# LISTE DES CONSIGNES
1. Relevez tous les noms donnés à la porte qui reliait le Château au Bourg dans l'extrait sur les fortifications du château.
2. Rédigez la suite de l'extrait sur les fortifications du château, à partir de sa dernière phrase.

A cette extrémité, à l’endroit où le Baile faisait un saillant en arc de cercle, se trouvait la Porte de la Carole ou « Porte de la Côte de l’École », qui faisait communiquer le Château avec le Bourg par la Côte de l’École ou Côte des Prêtres. Cette porte était également double et comprenait, entre ses deux parties, la maison et boutique de « l’artillier » Jean Phillebert, ce qui la faisait aussi nommer « Porte L’Artillier ». Elle était d’abord couverte d’une galerie que l’on diminua ensuite. Sa défense était assurée par une forte tour, appelée la Tour Carrée ou la Tour Noire à cause de sa forme et de son ancienneté. Cette tour, voisine de la Conciergerie, ne parait plus guère avoir servi que de prison civile, comme la Tour Jurée de prison criminelle, et parfois les prisonniers en perçaient également les murs.
Un boulevard reliait à cette tour et entourait celle qui portera plus tard le nom de Tour Valéran, Tour Ronde ou Belle. On l’appelait au XVIe siècle Tour du Donjon ou des Armes parce qu’elle servait d’arsenal ; on y mettait notamment les arquebuses à croc.

Extraits du jeu de données:
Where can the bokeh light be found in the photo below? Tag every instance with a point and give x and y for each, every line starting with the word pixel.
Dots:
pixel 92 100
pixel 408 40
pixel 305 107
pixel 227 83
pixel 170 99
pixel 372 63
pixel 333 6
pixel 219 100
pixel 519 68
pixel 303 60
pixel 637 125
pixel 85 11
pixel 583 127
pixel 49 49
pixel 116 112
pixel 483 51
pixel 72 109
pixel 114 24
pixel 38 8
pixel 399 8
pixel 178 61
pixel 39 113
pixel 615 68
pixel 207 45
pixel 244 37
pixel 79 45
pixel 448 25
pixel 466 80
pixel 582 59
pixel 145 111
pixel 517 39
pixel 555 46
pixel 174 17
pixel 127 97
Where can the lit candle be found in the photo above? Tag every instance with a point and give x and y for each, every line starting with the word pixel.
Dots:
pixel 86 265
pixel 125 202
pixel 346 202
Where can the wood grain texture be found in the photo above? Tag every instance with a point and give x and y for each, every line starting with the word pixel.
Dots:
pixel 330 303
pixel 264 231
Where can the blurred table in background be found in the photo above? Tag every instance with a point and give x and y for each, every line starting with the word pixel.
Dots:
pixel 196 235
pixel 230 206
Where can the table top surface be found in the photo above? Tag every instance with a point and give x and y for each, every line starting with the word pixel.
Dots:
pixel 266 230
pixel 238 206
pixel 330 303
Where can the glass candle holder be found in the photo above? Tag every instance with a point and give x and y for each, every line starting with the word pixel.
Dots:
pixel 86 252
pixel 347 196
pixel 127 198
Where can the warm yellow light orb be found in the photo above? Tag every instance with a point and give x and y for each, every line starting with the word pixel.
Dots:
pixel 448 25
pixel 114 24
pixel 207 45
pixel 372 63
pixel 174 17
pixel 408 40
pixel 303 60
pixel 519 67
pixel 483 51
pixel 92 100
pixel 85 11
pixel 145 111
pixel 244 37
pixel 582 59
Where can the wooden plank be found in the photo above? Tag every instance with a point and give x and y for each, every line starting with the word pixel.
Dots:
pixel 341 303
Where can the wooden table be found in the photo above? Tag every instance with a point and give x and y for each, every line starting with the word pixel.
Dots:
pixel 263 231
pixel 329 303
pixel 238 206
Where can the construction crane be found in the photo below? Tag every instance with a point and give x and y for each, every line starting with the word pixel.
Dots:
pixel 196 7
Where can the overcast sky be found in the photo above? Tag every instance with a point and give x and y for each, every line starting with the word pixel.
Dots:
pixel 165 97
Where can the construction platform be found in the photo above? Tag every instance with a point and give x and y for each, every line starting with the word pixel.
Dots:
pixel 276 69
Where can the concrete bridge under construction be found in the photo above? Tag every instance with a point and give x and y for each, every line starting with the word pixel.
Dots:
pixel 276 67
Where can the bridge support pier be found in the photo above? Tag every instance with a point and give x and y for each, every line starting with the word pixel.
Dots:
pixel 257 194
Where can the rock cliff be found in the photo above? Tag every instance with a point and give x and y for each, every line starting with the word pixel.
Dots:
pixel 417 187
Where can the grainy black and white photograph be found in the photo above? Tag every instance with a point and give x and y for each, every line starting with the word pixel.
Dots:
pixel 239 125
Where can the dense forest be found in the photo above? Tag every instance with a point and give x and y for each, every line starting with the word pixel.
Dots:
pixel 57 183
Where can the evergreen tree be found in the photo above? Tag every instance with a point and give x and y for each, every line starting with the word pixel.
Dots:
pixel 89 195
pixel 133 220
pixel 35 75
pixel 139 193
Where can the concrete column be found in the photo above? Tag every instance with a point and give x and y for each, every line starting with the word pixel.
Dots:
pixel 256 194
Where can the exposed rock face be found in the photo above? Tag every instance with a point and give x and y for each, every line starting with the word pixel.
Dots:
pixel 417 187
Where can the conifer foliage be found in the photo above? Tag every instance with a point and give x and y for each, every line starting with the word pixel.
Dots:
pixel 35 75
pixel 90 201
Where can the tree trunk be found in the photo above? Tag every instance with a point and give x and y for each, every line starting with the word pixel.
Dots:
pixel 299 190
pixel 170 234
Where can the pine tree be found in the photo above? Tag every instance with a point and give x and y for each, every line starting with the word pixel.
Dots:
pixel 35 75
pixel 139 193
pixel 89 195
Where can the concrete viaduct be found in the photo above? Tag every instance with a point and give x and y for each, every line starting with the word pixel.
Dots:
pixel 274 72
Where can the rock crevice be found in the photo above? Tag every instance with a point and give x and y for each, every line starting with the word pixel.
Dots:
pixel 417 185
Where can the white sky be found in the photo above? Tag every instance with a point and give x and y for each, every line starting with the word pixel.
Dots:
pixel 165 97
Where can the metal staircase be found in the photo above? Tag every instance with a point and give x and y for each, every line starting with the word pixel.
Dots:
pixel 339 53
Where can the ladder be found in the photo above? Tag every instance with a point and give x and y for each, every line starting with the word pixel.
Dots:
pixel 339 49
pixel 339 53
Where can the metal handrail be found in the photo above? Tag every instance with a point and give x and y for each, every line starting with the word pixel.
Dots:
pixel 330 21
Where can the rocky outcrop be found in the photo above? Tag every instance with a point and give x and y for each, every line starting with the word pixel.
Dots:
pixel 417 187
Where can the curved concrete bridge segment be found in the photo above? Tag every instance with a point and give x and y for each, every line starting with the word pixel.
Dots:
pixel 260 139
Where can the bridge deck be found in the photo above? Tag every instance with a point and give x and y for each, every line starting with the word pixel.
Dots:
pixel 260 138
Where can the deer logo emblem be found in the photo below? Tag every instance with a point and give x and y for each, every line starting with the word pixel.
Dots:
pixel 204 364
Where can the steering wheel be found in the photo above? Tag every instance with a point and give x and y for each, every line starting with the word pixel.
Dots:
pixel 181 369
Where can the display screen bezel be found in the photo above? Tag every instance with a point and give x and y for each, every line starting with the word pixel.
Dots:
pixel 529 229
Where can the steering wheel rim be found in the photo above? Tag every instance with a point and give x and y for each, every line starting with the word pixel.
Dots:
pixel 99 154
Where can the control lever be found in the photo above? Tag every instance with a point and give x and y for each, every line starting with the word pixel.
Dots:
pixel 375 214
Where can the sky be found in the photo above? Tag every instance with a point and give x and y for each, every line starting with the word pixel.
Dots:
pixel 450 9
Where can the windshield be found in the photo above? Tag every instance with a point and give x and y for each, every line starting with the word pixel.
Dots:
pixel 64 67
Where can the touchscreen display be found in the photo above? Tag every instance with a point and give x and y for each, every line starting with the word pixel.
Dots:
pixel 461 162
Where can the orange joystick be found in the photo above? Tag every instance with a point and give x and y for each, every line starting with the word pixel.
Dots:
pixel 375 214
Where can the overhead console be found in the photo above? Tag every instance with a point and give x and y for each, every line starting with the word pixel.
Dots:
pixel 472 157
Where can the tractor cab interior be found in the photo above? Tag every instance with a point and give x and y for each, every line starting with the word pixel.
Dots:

# RÉPONSES PAR CONSIGNE
1.
Porte de la Carole
Porte de la Côte de l'École
Porte L'Artillier

2.
Après une suite de bâtiments surplombant une côte à pic et bordés aussi parallèlement par un boulevard, se trouvait la Tour de l’Horlogeou du couvre-feu, correspondant du côté du Nord-Est à la Tour du Baile et, comme elle, dominant le jardin du château. A la fin du XVIe siècle, la Tour de l’Horloge avait tant d’importance qu’on l’appelait quelquefois « la tour du Château ». On l’avait élevée d’un étage au commencement du siècle et restaurée dès 1571. En 1588, on en refit complètement les charpentes de l’intérieur et de la toiture et on recouvrit complètement celle-ci.
La cloche de l’horloge, refondue en 1554 par deux fondeurs de Germainvillers et pesant 1 022 livres, avait eu pour marraine Marie, sœur de Gilles de Trèves, le futur doyen de Saint-Maxe. Elle était soutenue par un « travail » composé de deux bras de 15 pieds, appuyés à une poutre de 20. Le gros et le moyen poids de l’horloge pendaient à des cordes de chanvre longues toutes deux de 20 toises et épaisses, l’une d’un pouce, l’autre de un doigt. L’entretien de l’horloge était assuré, pour une durée de quatre ans, par le serrurier et horloger du château, Joachim de la Garde, véritable fonctionnaire qui régla l’heure des Barrisiens depuis 1560 jusqu’à la fin du siècle.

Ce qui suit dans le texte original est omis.